-- START Entries shown --

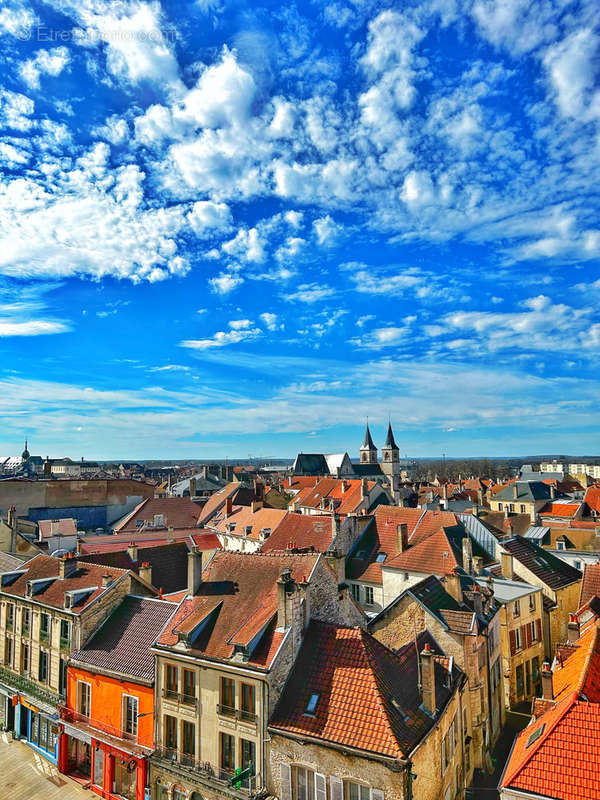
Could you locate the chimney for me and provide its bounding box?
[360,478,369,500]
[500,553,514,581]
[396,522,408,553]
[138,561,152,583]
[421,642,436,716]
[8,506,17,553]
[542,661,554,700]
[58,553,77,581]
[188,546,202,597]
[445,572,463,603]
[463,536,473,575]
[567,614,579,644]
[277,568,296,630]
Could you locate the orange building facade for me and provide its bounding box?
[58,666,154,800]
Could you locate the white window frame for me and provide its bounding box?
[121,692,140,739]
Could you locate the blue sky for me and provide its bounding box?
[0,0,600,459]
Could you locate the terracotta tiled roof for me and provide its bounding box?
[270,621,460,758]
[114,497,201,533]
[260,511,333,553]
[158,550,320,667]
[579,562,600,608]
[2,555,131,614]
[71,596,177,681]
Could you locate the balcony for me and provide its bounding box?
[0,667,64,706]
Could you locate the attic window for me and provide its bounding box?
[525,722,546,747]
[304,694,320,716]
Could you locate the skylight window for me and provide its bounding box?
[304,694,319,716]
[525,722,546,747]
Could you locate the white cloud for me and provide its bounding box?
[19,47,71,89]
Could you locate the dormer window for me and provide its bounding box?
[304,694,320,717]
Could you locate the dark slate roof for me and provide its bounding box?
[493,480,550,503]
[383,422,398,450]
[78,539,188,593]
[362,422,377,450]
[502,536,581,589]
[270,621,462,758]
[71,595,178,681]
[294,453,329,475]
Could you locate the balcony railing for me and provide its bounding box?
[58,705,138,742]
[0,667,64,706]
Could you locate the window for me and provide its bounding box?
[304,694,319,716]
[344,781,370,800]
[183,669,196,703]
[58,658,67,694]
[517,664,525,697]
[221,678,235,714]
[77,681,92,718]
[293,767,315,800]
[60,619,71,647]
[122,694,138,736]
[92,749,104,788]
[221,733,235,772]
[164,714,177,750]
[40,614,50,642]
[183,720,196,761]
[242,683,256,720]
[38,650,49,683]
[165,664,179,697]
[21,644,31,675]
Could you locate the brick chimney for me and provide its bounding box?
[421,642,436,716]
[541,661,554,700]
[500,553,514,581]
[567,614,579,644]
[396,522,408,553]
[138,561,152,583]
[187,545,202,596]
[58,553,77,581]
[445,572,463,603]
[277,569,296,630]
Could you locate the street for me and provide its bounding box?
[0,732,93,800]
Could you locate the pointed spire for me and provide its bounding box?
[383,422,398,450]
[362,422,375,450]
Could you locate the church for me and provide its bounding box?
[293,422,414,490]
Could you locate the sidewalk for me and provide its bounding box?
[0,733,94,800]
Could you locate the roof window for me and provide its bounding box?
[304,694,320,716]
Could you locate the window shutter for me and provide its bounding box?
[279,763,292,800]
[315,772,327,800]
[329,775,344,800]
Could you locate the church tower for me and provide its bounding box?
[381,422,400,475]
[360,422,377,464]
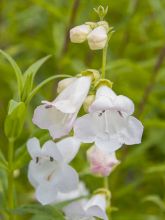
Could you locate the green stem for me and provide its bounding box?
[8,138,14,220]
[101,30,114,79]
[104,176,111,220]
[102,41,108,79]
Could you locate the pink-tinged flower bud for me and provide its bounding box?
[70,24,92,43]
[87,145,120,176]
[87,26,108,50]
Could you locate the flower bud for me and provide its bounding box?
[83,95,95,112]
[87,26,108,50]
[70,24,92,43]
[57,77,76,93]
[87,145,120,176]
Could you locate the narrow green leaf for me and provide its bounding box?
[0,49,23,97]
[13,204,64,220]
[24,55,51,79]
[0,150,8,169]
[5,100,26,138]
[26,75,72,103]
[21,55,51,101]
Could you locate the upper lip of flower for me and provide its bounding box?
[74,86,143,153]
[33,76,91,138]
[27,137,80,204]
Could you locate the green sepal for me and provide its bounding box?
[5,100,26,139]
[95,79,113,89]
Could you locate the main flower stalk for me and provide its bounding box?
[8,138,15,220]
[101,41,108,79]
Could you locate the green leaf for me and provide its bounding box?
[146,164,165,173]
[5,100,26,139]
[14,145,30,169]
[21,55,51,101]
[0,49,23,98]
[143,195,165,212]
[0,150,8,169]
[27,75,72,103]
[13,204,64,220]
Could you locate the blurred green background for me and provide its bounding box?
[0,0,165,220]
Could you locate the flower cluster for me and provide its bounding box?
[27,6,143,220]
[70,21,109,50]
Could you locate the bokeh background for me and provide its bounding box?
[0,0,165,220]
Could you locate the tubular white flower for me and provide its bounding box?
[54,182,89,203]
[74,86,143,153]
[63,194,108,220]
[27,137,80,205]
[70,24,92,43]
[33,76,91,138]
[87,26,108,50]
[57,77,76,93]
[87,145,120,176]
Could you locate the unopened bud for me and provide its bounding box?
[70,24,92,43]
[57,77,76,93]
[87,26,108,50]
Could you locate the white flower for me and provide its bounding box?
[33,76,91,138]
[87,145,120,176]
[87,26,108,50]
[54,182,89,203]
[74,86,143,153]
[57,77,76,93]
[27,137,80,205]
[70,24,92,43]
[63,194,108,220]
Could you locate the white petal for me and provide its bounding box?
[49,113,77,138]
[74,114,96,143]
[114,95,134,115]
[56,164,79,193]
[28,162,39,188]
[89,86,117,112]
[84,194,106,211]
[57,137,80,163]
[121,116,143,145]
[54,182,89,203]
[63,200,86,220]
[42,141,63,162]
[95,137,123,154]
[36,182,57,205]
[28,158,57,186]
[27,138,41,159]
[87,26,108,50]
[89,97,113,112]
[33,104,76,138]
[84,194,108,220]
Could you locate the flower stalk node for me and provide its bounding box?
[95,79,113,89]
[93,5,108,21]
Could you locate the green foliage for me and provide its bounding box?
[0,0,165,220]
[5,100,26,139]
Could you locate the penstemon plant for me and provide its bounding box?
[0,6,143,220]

-- END Entries shown --

◆ Description of the task: Convert the lines from the one containing "Could you locate the flower stalk" through the last line into a JSON array of strings, with one string per line and blank lines omitted.

◆ Solution for this problem:
[
  "Could you locate the flower stalk node for me and provide its bounding box?",
  "[95,79,113,89]",
  "[93,5,108,21]",
  "Could you locate the green foliage for me and provide its bounding box?",
  "[0,0,165,220]",
  "[5,100,26,139]",
  "Could you locate the penstemon plant for me and provide its bounding box?",
  "[0,6,143,220]"
]